* TASK LIST *
(A) Answer these questions from the reflection on the good Samaritan parable:
(i) Which passage from Luke is listed among the day's readings?
(ii) What does the reflection call worship of God without genuine concern for the other?
(iii) What question does the parable in the gospel answer?
(B) Write what comes next in the reflection on faith and the good Samaritan parable, beginning after its final sentence.

* EXTRACT PROVIDED *
Today’s readings: Deuteronomy 30, 10-14; Colossians 1, 15-20; Luke 10, 25-37.

Faith is authentic when it is humanised. The profession of faith in God by itself is not the guarantee of a good life, even if we as believers often repeat the slogan that ‘with or without God not all is the same’.

‘God’ is such an ambiguous term that love of God and love of neighbour are presented to us in the gospel as interchangeable. Love of God in Himself does not exist, and worship of God without genuine concern for the other is sheer idolatry. Theism has taught us many lies, which in turn have distorted and dehumanised our faith journey to the true God of Jesus Christ.

The parable Jesus gives in today’s gospel in answer to the question ‘Who is my neighbour?’ can be a powerful metaphor for the way we live today, and it can highlight the qualities that support a meaningful life. In the midst of all that upsets our daily living, we need a map to living a worthy life that flows out of moral character and purpose.

Nothing is more compelling than a good man, or a good woman, in an evil time. The so-called good Samaritan did not simply go out of his way to help. His lesson, more than one of generosity, reminds our own culture of things that, once abandoned, make us abandon who we are and those who really need us to speak on their behalf.

* Stored items *
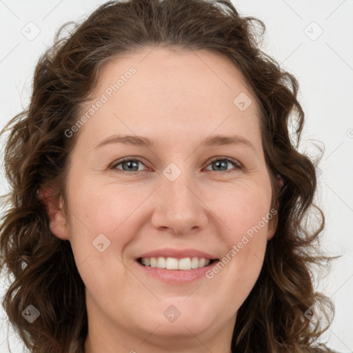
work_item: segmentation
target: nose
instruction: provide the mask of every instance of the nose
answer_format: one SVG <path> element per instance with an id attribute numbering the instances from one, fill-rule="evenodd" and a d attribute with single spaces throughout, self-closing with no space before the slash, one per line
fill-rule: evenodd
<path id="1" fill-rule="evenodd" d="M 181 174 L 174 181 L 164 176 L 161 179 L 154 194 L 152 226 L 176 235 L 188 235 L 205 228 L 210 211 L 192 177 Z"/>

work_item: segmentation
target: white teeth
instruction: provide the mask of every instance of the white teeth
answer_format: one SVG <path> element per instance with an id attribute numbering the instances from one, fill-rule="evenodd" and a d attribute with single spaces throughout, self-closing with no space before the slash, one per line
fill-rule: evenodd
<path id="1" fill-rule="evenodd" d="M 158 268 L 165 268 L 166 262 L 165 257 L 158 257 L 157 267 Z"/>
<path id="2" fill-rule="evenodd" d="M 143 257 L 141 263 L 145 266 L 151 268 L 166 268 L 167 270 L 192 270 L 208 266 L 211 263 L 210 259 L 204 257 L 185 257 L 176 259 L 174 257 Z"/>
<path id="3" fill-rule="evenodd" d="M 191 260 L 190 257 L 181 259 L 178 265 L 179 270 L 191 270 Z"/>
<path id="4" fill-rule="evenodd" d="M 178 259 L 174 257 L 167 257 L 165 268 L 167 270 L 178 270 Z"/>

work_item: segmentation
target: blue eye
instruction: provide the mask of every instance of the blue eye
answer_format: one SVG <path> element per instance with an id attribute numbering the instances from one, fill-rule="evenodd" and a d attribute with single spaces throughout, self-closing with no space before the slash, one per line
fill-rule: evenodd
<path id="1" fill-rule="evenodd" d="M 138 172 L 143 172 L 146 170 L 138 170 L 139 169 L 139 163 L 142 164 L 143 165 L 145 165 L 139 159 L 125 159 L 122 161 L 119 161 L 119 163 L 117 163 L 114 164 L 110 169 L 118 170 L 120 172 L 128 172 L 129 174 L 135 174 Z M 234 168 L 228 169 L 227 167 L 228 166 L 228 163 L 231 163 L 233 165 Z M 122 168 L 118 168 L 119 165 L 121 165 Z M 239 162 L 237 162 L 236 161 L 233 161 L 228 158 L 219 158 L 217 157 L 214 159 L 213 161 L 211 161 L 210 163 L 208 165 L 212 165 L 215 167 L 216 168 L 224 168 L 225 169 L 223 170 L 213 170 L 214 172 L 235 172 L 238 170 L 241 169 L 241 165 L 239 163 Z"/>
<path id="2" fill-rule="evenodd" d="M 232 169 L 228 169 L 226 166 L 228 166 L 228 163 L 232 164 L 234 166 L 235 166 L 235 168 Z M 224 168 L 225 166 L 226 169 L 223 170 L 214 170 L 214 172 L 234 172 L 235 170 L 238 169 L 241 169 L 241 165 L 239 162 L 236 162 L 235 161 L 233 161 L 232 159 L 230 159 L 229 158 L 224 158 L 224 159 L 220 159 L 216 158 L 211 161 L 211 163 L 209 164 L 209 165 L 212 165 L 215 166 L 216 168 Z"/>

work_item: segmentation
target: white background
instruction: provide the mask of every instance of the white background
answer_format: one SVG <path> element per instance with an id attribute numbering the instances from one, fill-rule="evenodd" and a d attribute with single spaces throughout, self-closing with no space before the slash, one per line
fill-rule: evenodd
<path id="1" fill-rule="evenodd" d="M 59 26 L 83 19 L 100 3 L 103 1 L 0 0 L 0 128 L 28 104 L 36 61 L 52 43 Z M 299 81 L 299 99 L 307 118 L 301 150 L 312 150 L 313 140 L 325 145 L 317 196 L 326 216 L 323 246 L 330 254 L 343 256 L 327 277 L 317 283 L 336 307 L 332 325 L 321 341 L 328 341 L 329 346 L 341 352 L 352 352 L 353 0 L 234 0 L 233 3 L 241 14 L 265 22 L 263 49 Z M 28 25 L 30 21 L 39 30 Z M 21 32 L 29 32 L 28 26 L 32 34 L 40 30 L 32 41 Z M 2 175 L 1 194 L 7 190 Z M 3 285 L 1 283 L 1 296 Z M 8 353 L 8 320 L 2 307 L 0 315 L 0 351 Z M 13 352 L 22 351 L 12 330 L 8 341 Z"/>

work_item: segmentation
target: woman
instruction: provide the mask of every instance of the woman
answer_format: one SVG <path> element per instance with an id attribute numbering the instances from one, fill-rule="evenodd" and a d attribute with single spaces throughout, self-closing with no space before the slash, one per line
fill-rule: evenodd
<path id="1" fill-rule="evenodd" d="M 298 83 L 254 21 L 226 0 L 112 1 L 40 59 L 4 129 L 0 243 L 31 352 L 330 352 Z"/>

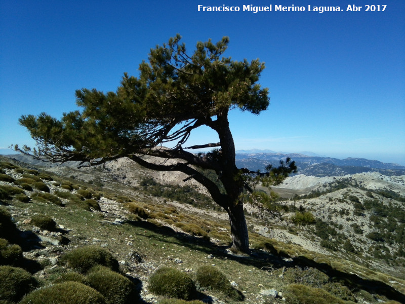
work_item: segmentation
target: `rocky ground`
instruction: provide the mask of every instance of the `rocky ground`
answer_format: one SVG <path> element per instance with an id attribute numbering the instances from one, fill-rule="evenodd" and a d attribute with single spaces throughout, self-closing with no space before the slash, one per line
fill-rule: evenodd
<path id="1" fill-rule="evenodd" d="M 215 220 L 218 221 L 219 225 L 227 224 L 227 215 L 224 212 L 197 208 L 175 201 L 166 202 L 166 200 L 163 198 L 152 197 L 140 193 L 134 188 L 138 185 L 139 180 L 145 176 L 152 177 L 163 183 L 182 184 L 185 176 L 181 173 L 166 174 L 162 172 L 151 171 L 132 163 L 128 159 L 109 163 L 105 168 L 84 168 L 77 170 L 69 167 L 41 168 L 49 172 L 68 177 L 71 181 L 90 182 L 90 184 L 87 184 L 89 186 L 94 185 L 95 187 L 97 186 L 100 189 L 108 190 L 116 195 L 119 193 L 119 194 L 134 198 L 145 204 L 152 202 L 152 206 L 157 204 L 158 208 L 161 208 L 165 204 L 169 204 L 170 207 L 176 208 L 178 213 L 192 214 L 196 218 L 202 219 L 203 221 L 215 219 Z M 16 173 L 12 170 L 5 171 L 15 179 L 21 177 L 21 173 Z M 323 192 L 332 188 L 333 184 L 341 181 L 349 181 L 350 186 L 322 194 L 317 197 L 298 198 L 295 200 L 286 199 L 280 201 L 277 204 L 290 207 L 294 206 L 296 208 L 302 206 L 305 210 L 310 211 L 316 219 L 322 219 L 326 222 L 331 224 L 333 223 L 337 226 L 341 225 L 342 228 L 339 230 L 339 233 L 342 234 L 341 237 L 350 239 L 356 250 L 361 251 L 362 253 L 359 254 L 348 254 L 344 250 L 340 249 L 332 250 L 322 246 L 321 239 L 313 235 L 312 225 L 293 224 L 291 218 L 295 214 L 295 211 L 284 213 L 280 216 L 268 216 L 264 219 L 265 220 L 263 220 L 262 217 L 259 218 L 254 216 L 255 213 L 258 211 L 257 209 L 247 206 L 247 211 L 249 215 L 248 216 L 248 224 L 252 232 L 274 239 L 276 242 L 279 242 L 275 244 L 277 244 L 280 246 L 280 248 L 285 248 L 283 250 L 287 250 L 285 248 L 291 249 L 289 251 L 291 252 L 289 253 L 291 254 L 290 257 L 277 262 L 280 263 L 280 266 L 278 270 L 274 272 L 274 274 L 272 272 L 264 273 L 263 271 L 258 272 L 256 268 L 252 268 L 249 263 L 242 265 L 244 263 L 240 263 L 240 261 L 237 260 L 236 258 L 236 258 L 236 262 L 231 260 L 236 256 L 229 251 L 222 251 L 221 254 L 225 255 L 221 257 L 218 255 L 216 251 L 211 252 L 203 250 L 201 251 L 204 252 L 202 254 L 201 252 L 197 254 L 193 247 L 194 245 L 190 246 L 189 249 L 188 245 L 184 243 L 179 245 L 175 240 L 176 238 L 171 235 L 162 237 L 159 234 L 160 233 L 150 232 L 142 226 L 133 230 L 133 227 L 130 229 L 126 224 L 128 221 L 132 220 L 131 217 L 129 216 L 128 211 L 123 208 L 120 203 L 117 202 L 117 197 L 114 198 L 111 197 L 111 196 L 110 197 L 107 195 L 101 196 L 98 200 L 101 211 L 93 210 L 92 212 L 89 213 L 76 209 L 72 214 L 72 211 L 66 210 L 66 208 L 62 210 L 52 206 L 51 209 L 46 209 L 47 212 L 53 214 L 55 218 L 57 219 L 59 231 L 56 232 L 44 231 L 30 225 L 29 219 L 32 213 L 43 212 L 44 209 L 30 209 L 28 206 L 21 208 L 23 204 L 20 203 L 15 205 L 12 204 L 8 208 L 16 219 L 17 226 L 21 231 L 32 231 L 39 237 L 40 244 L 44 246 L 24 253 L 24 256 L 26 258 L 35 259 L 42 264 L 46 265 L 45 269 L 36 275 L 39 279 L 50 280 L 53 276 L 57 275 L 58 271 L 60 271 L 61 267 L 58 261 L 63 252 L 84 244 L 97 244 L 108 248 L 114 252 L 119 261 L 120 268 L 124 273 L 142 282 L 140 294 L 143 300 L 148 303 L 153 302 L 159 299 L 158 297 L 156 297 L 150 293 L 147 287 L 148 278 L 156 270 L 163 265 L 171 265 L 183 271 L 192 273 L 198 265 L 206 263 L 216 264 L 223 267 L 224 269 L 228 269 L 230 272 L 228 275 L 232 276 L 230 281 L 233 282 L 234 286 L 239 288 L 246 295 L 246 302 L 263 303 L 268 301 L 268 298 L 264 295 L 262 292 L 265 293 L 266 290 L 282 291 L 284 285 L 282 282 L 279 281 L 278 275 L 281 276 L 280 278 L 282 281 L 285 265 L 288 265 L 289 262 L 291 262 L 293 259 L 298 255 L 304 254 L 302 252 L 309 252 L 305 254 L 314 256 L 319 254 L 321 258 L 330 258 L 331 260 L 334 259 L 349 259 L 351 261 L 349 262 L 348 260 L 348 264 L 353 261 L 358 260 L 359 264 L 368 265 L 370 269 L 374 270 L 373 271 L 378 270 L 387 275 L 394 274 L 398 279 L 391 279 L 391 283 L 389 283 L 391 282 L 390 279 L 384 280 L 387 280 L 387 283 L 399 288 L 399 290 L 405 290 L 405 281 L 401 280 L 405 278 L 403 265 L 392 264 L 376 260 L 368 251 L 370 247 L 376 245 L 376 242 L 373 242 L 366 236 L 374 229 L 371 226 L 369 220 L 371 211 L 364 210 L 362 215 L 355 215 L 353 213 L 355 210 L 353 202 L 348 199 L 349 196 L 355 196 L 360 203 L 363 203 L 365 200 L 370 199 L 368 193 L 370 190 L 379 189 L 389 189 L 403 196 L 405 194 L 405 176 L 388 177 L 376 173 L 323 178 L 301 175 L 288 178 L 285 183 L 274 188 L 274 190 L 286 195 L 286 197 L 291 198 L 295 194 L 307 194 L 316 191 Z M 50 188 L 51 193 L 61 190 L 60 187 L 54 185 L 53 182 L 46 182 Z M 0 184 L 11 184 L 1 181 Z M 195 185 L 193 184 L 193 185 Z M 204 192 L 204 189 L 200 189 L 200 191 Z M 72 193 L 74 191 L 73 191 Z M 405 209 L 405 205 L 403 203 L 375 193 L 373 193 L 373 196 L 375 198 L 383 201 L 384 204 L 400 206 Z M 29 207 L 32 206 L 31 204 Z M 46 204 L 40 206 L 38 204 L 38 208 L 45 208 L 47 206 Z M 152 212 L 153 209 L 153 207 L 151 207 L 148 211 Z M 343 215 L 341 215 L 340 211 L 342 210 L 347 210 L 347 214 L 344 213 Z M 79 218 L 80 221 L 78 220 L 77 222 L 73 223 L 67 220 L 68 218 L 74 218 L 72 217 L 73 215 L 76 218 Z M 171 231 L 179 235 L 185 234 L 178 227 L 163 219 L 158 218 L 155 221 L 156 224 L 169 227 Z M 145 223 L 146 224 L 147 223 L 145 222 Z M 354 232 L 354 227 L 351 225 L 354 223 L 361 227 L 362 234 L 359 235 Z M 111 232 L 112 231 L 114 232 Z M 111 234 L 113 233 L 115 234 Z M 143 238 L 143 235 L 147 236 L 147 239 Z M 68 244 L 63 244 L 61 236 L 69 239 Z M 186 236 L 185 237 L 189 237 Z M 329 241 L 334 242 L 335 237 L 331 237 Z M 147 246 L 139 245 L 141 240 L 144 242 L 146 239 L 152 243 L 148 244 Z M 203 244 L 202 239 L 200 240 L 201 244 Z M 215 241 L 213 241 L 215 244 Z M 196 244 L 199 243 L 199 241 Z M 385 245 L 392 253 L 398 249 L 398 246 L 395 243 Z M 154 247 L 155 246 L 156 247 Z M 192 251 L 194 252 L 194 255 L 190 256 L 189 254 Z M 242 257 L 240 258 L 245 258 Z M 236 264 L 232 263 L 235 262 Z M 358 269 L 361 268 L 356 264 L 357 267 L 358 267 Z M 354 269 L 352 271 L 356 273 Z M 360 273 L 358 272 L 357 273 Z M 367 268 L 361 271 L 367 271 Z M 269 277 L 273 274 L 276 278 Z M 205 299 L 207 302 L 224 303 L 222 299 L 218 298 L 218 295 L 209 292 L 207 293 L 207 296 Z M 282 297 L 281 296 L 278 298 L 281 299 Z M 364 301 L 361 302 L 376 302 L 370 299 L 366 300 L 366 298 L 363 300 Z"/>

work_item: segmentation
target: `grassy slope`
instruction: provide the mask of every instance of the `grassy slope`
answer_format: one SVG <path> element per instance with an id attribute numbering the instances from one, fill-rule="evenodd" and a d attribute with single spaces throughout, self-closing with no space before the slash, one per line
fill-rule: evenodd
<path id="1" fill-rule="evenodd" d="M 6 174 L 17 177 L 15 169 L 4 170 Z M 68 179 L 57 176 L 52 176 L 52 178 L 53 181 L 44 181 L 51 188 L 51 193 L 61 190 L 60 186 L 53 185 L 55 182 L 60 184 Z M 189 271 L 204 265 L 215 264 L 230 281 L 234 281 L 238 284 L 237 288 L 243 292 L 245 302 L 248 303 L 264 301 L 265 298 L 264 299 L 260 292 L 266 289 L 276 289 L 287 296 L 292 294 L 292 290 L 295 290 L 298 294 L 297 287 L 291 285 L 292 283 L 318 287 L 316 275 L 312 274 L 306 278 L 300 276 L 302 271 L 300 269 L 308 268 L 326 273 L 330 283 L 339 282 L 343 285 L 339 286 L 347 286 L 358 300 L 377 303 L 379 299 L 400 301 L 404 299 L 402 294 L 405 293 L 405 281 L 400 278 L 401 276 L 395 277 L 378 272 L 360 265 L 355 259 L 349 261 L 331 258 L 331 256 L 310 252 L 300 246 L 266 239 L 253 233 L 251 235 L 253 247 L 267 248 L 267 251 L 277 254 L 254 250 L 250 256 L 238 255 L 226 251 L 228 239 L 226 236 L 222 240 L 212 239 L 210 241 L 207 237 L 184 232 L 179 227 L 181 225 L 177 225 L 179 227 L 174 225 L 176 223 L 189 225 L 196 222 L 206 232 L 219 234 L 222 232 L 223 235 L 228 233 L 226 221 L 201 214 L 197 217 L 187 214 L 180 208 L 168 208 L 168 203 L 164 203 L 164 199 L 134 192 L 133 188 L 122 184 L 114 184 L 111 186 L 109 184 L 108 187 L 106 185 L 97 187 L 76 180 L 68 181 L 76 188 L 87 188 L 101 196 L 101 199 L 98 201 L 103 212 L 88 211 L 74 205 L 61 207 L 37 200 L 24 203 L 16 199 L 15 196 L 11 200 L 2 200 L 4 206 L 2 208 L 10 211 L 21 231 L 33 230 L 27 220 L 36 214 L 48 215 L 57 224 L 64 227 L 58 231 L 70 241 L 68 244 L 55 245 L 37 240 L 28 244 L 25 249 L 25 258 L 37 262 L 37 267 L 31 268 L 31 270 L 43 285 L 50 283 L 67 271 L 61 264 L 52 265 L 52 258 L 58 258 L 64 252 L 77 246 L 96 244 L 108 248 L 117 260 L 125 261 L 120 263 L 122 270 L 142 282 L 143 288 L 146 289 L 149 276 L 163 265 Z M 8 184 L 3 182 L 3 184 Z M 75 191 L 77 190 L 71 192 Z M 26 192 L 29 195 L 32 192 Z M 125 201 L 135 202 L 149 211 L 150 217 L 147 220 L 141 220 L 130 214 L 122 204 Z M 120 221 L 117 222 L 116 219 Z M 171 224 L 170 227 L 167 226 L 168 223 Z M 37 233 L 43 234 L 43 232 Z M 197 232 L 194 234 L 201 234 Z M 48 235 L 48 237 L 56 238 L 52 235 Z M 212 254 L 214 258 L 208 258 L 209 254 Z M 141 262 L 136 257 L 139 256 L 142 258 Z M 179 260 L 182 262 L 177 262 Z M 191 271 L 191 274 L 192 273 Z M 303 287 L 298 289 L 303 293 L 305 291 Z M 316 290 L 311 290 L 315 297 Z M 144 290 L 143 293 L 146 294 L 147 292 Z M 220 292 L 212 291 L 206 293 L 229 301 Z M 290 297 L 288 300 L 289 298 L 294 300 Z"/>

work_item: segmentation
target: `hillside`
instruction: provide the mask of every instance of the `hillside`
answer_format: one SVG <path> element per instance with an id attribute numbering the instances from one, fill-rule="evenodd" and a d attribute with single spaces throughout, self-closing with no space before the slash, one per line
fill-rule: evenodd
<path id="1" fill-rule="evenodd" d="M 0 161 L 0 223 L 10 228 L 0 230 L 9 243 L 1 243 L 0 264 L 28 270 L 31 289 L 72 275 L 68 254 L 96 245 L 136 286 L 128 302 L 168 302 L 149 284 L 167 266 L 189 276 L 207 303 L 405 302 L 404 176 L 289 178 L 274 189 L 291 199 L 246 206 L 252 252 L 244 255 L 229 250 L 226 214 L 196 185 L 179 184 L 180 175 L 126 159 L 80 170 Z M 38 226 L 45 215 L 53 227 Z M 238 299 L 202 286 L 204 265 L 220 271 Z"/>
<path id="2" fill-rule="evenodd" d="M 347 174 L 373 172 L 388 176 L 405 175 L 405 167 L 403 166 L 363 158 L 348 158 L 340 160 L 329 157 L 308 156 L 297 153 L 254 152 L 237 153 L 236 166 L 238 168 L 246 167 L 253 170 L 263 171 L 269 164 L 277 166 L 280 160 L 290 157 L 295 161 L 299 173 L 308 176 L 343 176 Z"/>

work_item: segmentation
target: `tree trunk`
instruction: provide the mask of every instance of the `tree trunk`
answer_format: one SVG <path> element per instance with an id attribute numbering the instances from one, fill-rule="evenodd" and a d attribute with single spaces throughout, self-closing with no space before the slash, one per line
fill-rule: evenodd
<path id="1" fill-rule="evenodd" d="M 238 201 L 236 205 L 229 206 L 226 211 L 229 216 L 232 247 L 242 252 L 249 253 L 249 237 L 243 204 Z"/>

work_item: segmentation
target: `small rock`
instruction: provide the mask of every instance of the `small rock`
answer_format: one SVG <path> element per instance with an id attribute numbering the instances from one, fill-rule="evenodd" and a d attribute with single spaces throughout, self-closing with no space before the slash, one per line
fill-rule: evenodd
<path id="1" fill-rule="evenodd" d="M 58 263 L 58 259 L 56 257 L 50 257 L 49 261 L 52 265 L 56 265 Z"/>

* RESPONSES BY ITEM NUMBER *
(A)
(i) Luke 10, 25-37
(ii) Sheer idolatry
(iii) 'Who is my neighbour?'

(B)
The current eurozone crisis has become a defining moment of our age. There are explanations to this crisis, some given, others will remain hidden. But the new forms of social depression, of misery, and of poverty that it generates are there for everyone to see. The man who “fell into the hands of brigands” in the parable is the symbol of all those who are today victims of this crisis which had its origins in bad politics and financial mismanagement.

But what are today’s dreams of transformation? Political revolutions, the type we observe daily from what remains of the Arab spring, no longer seem alluring. Religion, properly understood and lived, offers the wisdom not to understand the reason behind all this, but to provide the needed therapy in our society, where social cohesion is becoming the most difficult. Society still needs the bandages and the pouring of oil and wine on the wounds that distort the image God implanted in humanity.

Whoever we are, we all have a hunger for meaning in our lives. As Archbishop of Philadelphia Charles Chaput said recently in a lecture on the Year of Faith, wisdom consists in turning our hearts to the search for what satisfies that hunger. Foolishness, on the other hand, opts for what dulls that hunger without making it go away.

In today’s parable, Jesus is not simply speaking of what a good neighbour should do but of what makes a good neighbour. What is in crisis in this day and age is not generosity, even on a global level. What is really in crisis concerns not what and how much we give, but rather who we are to one another.

The parable, with its anti-ritual touch, shifts talk from the sphere of private virtue to the public square. It is indeed the public square that calls for Christian witness today. Much of today’s criticism of the Church is equivalent to our own criticism of the indifference of the official representatives of religion in the parable who, having noticed the wounded, simply pass by on the other side. Their attitude is a lie in the face of religion.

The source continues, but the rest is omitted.